LISTED ENTRIES:
====

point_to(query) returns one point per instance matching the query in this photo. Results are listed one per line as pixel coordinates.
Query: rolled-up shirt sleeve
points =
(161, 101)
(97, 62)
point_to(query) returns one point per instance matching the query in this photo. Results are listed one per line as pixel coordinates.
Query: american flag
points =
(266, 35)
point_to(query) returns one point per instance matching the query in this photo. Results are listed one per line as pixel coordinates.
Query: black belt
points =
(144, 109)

====

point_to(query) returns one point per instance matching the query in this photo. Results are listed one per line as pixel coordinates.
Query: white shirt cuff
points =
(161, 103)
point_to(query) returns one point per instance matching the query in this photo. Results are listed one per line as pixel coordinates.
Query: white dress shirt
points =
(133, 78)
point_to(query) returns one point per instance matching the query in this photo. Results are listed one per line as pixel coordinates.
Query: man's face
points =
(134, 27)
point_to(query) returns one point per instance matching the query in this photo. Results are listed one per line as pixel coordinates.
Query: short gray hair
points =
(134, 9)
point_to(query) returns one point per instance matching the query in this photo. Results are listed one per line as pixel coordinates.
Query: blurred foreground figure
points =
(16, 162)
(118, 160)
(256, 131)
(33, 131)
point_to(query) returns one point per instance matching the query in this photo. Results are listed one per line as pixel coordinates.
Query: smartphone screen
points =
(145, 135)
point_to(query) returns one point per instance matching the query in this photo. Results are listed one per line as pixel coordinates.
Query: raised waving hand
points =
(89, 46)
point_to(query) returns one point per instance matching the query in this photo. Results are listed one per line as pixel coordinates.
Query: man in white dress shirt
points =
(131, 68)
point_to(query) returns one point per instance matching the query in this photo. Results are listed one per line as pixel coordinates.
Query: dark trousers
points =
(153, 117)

====

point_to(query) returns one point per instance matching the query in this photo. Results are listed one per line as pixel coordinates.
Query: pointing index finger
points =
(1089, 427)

====

THE PROBLEM:
Single out each line of the records above with the string "shirt" in it, and copy it.

SOLUTION TO THIS EXERCISE:
Query: rolled-up shirt sleeve
Query: white shirt cuff
Query: white dress shirt
Query: man in white dress shirt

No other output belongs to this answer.